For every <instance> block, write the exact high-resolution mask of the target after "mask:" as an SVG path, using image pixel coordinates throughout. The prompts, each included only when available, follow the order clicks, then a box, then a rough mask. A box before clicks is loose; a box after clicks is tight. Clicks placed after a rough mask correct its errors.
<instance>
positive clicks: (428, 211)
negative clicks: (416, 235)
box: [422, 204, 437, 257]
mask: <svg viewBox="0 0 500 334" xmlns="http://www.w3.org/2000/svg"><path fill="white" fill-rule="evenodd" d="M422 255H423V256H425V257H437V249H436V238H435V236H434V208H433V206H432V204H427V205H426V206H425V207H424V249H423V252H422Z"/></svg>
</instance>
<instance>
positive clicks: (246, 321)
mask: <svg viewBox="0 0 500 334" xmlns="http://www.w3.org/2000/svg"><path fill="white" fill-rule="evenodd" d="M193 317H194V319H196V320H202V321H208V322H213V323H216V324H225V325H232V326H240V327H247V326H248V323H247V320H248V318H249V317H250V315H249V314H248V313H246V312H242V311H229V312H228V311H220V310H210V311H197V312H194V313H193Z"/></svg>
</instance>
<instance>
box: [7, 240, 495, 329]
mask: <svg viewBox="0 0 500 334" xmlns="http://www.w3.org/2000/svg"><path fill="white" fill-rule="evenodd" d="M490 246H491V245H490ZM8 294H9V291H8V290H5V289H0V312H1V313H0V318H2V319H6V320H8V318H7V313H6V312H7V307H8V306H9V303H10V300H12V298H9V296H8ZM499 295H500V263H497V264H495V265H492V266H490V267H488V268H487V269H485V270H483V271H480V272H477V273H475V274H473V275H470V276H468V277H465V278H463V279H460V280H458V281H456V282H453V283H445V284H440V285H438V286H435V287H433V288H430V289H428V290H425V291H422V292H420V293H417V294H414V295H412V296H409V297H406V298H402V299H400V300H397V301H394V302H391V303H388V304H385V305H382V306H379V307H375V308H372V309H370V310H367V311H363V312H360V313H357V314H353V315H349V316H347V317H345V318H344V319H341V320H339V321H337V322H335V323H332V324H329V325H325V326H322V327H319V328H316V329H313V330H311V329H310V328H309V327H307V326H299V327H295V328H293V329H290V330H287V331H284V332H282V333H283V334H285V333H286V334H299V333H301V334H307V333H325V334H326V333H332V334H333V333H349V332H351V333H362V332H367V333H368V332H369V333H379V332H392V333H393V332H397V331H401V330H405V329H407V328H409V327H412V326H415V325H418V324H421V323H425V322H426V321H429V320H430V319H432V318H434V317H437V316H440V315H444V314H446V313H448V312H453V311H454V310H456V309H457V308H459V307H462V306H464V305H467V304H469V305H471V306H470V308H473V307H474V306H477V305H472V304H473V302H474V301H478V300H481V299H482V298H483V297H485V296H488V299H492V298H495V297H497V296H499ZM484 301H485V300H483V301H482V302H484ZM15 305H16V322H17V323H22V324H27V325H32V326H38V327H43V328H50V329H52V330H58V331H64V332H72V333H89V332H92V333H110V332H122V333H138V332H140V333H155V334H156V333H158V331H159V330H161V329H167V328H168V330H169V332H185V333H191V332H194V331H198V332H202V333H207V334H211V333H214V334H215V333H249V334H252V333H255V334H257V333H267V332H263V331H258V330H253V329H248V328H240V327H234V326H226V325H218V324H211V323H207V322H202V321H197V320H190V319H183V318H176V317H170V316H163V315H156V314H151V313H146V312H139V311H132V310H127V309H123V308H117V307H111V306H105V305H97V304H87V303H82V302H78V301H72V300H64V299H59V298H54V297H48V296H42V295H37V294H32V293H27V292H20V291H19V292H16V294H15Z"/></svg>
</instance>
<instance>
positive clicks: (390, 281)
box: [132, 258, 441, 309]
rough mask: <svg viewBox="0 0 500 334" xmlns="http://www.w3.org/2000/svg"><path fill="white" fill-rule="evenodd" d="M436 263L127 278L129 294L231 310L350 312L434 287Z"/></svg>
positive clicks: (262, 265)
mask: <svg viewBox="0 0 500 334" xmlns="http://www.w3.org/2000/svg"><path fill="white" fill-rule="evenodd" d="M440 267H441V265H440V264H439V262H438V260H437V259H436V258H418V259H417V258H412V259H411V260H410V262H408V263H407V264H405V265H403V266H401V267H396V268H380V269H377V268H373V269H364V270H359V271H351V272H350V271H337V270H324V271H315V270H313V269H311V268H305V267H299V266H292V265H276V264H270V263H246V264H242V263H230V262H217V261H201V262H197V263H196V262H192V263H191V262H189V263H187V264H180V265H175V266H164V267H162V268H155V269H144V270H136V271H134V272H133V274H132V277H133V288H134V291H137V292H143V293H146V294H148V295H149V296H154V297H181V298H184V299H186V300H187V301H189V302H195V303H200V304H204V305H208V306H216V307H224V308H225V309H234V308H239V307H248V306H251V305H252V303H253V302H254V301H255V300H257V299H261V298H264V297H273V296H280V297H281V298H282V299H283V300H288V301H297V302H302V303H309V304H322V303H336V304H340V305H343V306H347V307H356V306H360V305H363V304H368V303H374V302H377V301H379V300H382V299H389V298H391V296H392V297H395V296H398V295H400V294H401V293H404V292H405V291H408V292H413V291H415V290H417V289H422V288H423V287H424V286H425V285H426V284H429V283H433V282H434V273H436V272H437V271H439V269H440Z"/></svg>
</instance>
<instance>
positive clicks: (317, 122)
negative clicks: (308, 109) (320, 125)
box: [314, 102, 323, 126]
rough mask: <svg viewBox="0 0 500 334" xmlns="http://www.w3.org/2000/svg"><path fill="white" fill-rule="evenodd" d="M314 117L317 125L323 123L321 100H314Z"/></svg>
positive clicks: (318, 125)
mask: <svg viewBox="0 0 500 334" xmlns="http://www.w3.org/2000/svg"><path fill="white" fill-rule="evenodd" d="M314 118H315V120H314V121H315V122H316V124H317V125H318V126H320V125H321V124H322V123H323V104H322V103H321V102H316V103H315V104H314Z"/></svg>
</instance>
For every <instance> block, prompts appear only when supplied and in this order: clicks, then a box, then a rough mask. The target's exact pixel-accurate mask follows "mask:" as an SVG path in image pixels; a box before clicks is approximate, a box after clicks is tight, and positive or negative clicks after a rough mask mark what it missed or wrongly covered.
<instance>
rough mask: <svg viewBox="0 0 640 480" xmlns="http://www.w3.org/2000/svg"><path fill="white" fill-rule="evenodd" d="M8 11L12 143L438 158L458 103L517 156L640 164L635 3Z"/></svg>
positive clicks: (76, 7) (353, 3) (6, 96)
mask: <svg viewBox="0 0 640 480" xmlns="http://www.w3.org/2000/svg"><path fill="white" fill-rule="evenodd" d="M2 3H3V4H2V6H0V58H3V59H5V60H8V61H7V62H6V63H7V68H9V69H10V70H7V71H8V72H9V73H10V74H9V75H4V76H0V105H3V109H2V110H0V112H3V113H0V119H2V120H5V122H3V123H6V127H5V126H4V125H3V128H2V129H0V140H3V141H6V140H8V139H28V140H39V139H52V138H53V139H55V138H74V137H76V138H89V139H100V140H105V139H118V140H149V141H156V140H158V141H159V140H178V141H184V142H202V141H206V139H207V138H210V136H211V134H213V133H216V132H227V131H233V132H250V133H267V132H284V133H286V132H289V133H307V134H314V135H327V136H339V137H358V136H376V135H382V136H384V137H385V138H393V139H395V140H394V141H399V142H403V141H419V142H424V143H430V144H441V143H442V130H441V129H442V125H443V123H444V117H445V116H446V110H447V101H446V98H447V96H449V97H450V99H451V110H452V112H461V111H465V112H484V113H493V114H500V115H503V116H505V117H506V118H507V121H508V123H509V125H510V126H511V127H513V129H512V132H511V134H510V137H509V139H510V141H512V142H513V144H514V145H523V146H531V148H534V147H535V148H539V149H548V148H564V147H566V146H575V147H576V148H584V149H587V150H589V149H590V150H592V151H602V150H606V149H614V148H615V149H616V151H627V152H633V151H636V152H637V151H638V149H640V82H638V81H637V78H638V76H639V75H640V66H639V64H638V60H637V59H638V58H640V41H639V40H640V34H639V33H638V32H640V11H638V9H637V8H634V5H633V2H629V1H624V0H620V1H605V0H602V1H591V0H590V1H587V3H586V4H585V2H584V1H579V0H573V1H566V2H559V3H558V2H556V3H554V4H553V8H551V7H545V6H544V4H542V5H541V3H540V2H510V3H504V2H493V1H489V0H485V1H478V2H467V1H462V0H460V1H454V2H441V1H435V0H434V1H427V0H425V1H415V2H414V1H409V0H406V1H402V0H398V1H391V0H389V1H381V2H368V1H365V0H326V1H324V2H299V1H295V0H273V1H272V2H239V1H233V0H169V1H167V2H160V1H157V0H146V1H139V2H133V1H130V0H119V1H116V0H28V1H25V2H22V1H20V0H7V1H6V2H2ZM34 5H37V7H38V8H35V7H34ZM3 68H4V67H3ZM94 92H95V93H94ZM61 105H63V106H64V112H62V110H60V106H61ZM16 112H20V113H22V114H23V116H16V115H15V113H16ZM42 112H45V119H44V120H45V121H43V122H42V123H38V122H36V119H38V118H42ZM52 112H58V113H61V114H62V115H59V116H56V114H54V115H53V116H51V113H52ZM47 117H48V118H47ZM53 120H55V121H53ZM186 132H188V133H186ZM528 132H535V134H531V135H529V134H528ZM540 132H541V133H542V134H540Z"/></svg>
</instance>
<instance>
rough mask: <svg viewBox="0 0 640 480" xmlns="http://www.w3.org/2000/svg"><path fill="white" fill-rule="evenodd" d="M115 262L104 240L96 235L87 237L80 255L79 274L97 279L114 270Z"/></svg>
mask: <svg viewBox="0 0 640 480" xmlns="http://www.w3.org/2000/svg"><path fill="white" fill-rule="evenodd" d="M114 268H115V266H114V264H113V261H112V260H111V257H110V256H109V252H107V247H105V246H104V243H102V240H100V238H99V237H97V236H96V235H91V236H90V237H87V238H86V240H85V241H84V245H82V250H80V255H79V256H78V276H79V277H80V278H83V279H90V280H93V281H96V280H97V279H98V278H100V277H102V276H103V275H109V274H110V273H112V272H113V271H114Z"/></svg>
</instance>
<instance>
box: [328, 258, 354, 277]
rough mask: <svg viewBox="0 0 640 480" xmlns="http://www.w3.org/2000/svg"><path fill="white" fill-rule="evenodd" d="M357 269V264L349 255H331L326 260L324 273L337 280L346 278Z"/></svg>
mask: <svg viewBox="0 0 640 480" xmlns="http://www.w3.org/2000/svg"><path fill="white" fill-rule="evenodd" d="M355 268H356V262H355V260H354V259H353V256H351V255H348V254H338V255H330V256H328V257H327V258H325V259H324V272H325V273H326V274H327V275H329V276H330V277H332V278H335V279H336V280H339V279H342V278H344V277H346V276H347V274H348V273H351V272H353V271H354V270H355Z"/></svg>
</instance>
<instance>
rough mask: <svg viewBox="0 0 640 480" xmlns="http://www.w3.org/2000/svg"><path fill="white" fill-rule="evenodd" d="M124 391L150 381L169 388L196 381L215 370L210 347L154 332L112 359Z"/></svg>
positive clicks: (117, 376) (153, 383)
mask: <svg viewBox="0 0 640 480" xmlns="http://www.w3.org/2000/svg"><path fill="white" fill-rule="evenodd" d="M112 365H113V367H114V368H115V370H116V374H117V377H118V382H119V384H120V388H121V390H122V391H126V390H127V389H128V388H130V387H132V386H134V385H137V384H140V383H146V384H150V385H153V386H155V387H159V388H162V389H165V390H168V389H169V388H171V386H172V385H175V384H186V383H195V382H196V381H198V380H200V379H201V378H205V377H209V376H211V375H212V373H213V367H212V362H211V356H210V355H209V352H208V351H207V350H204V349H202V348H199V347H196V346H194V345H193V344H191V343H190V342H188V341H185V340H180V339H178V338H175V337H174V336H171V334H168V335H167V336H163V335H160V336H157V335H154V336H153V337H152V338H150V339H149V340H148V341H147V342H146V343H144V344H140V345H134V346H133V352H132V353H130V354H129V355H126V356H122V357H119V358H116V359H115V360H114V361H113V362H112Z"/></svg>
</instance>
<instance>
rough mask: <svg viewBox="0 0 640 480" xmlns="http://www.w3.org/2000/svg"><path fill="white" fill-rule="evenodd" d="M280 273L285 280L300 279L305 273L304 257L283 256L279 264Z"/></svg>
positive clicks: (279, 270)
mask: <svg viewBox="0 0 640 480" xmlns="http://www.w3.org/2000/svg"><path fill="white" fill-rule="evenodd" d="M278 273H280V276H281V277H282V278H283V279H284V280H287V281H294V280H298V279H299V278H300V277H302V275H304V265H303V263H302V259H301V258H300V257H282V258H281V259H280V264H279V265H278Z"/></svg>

----

** YOUR GOAL **
Copy out each line of the listing that holds the word "tight".

** ANSWER TO THE PROBLEM **
For every <instance> block, write the exact high-resolution mask of the target after "mask:" as an SVG path, using image pixel coordinates throughout. The prompts, each included only when available, follow the order clicks, then a box, then a rough mask. A box before clicks is loose; a box after clicks is tight. Clicks placed after a rough mask correct its errors.
For every <instance> block, prompts appear only when supplied and in this order: clicks, then a box, then a rough mask. The target's exact pixel-accurate mask follows "mask:" as an SVG path in image pixels; a box before clicks is approximate, a box after clicks is tight, and positive or negative clicks after a rough mask mark what it missed or wrongly covered.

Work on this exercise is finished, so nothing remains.